What is required
What are the lines of the listing below, word for word, from the first down to the one that contains "Our designer has requested the exact region of the tree in"?

Dataset entries
◇ ◇ ◇ ◇

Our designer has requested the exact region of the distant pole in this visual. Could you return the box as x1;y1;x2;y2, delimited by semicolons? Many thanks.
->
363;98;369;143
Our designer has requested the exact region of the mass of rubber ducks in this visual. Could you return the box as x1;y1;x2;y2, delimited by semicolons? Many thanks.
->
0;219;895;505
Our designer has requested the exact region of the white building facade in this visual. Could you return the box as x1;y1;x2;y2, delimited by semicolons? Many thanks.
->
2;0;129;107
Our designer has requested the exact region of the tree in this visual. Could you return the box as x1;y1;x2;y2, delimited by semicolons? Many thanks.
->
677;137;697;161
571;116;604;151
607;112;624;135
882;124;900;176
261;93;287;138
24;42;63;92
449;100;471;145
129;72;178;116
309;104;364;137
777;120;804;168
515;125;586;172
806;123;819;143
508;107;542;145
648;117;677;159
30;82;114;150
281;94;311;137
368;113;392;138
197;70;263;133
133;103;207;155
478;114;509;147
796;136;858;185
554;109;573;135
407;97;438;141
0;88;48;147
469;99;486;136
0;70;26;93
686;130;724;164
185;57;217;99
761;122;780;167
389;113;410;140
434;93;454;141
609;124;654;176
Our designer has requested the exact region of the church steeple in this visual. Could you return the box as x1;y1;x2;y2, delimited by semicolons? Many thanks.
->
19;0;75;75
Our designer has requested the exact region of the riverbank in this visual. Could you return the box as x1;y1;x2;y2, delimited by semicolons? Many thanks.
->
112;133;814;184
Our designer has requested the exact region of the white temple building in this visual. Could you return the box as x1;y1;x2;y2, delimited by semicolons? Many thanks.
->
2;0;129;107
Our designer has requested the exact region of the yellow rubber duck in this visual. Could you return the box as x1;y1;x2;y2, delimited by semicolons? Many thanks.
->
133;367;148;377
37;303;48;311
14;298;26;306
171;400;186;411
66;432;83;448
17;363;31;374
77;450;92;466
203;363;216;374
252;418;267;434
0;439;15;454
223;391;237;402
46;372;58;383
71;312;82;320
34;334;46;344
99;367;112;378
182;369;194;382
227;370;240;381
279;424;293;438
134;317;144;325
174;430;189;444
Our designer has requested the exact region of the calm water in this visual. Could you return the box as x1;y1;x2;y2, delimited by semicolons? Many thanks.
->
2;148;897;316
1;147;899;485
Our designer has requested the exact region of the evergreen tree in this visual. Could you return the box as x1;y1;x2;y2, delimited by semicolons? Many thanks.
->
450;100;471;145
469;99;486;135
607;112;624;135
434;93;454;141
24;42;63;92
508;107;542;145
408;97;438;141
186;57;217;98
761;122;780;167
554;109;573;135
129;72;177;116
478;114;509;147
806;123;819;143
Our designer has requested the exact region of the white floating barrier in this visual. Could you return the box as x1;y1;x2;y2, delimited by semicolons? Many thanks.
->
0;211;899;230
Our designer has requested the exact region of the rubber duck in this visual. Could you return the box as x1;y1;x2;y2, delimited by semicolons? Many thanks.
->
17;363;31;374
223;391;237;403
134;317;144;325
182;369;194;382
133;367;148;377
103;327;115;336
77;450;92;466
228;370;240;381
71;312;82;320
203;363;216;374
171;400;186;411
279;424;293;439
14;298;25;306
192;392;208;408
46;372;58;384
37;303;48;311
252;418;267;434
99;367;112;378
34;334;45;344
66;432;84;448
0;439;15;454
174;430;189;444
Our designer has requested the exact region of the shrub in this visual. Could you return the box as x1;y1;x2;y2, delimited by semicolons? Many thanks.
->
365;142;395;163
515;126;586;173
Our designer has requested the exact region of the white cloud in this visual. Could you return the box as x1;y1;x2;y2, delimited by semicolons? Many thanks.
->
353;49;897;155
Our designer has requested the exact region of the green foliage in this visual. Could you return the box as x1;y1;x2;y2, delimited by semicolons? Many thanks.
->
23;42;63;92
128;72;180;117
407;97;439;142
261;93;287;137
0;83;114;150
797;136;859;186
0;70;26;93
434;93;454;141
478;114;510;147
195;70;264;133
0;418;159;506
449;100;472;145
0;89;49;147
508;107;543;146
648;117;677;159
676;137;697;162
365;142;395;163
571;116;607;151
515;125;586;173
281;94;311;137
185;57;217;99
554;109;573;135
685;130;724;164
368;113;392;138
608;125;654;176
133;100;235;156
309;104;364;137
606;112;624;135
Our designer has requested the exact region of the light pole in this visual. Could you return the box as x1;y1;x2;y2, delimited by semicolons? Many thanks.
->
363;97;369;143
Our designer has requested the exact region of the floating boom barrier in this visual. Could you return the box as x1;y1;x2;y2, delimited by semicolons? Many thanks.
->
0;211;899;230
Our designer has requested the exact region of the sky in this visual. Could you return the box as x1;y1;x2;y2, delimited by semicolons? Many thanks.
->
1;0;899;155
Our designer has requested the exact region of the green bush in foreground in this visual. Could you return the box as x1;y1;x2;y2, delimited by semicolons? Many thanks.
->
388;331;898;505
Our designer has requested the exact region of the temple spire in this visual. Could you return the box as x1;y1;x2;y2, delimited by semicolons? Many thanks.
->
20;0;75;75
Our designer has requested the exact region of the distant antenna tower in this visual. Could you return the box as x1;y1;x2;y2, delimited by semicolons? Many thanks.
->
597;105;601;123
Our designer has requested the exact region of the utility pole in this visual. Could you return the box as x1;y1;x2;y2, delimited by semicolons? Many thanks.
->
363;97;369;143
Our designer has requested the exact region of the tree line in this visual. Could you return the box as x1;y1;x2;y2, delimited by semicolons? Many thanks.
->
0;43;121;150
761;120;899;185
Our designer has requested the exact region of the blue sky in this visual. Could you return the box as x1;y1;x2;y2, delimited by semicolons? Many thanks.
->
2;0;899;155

◇ ◇ ◇ ◇

Response box
Our designer has requested the exact region of the distant pole in this visual. Could you return the box as x1;y1;x2;y2, delimited by semicolons? Many thanks.
->
363;98;369;143
Our designer has requested the exact region of the mass of rubber ducks in this visual. Could you return the box as x1;y1;x2;y2, delimited by semicolons? Many thanks.
->
0;219;895;505
Our designer has requested the exact region of the white building facade in this visual. Could you return the box as x1;y1;x2;y2, delimited by semicolons? Many thanks.
->
2;0;129;107
Our designer has requested the exact region of the tree in this visual. Could you return the box as x1;y1;x2;y2, delimited by semicolons? Many thanks.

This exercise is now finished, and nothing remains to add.